DATA IN THIS EXERCISE:
##########

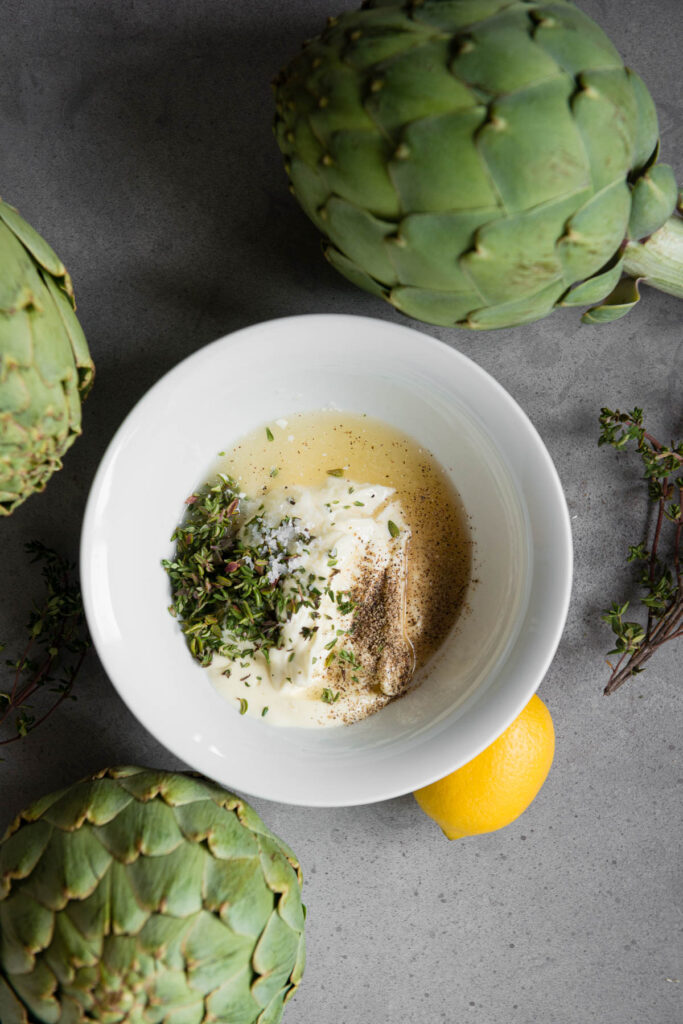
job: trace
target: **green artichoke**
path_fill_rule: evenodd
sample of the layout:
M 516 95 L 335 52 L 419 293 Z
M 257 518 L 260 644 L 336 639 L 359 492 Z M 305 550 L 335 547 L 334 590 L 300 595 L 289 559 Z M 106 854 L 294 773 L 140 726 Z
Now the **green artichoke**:
M 94 367 L 71 279 L 0 200 L 0 516 L 42 491 L 81 433 Z
M 275 94 L 328 260 L 408 316 L 486 329 L 605 300 L 584 319 L 610 320 L 641 279 L 683 296 L 683 220 L 637 241 L 677 196 L 652 98 L 565 0 L 370 0 Z
M 2 1024 L 276 1024 L 304 968 L 301 873 L 239 797 L 112 768 L 0 844 Z

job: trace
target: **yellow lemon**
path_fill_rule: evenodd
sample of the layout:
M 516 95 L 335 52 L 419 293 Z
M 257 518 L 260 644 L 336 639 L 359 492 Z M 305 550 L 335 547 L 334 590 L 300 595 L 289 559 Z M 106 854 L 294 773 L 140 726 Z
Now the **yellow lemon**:
M 554 752 L 553 720 L 533 696 L 490 747 L 413 796 L 449 839 L 495 832 L 527 809 L 546 780 Z

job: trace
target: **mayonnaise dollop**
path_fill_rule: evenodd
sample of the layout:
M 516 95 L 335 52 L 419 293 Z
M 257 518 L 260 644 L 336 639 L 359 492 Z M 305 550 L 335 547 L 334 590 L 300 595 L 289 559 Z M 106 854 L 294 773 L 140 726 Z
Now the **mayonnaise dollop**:
M 394 489 L 334 475 L 320 487 L 274 488 L 260 502 L 244 502 L 245 540 L 254 539 L 247 524 L 257 508 L 265 527 L 257 539 L 276 531 L 278 549 L 287 551 L 269 563 L 271 580 L 295 589 L 314 576 L 321 597 L 317 608 L 303 605 L 283 624 L 267 657 L 214 657 L 213 685 L 243 713 L 262 716 L 267 708 L 275 725 L 365 717 L 400 692 L 412 671 L 404 622 L 410 528 Z M 304 531 L 310 540 L 300 539 Z M 391 615 L 378 614 L 380 605 Z

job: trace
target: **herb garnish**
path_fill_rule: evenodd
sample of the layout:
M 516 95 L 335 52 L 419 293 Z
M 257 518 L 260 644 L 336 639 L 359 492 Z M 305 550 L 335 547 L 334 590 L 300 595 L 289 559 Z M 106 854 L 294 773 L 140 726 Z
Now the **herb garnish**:
M 76 699 L 71 691 L 90 647 L 76 567 L 39 541 L 29 542 L 25 549 L 32 562 L 42 562 L 47 592 L 29 615 L 22 654 L 6 662 L 14 675 L 11 689 L 0 691 L 0 727 L 13 718 L 14 735 L 0 739 L 0 746 L 26 736 L 63 701 Z M 0 651 L 3 647 L 0 644 Z M 32 703 L 40 690 L 52 694 L 42 713 Z
M 650 549 L 647 540 L 631 545 L 628 549 L 629 562 L 643 562 L 639 582 L 646 596 L 642 603 L 647 608 L 647 623 L 626 622 L 629 602 L 613 603 L 602 618 L 616 636 L 614 649 L 609 655 L 619 654 L 612 669 L 605 693 L 614 693 L 632 675 L 643 671 L 643 667 L 658 647 L 667 640 L 683 636 L 683 587 L 681 586 L 681 531 L 683 514 L 683 441 L 663 445 L 643 427 L 643 410 L 633 409 L 622 413 L 618 409 L 602 409 L 600 413 L 602 433 L 599 445 L 609 444 L 620 450 L 629 442 L 635 442 L 636 449 L 645 467 L 649 499 L 654 505 L 655 525 Z M 669 564 L 660 558 L 659 550 L 666 523 L 673 527 L 671 558 Z M 609 656 L 608 655 L 608 656 Z
M 269 441 L 275 440 L 275 438 L 273 437 L 273 431 L 270 429 L 270 427 L 266 427 L 266 437 L 268 438 Z
M 396 523 L 393 522 L 393 520 L 390 519 L 389 522 L 387 523 L 387 526 L 389 528 L 389 533 L 391 534 L 391 536 L 392 537 L 398 537 L 398 535 L 399 535 L 399 533 L 401 531 L 399 530 L 399 528 L 396 525 Z
M 360 668 L 360 662 L 352 651 L 347 651 L 346 648 L 339 652 L 339 660 L 346 661 L 352 668 Z
M 214 654 L 236 658 L 261 651 L 268 660 L 283 624 L 302 606 L 320 604 L 320 591 L 291 552 L 309 543 L 310 534 L 289 516 L 269 525 L 260 510 L 244 522 L 249 503 L 225 474 L 186 504 L 171 538 L 175 556 L 162 565 L 171 580 L 169 611 L 193 657 L 207 666 Z
M 344 476 L 344 470 L 343 469 L 328 469 L 327 475 L 328 476 Z
M 339 691 L 337 691 L 336 693 L 334 693 L 334 692 L 333 692 L 332 690 L 330 690 L 330 689 L 329 689 L 329 687 L 327 687 L 327 686 L 326 686 L 326 687 L 325 687 L 325 688 L 323 689 L 323 692 L 322 692 L 322 693 L 321 693 L 321 695 L 320 695 L 320 699 L 321 699 L 321 700 L 322 700 L 322 701 L 323 701 L 323 702 L 324 702 L 325 704 L 335 704 L 335 703 L 336 703 L 336 701 L 338 701 L 338 700 L 339 700 L 339 697 L 340 697 L 340 696 L 341 696 L 341 694 L 339 693 Z

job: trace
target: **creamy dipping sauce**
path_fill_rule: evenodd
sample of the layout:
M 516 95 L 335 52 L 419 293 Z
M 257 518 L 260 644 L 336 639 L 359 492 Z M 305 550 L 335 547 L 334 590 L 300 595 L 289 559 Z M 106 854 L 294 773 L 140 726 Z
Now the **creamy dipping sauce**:
M 280 534 L 287 556 L 271 578 L 296 569 L 292 586 L 315 575 L 321 590 L 267 657 L 215 655 L 218 692 L 248 715 L 267 708 L 270 724 L 317 727 L 404 693 L 453 627 L 471 569 L 466 514 L 429 452 L 385 423 L 325 411 L 259 428 L 216 468 L 247 496 L 244 523 L 258 507 L 266 526 L 290 517 L 307 531 Z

##########

WHAT YOU NEED TO DO: Show all lines from the records above where the word "target" occurs.

OUTPUT BELOW:
target: **green artichoke**
target: **yellow lemon**
target: **mayonnaise dollop**
target: **herb garnish**
target: **creamy dipping sauce**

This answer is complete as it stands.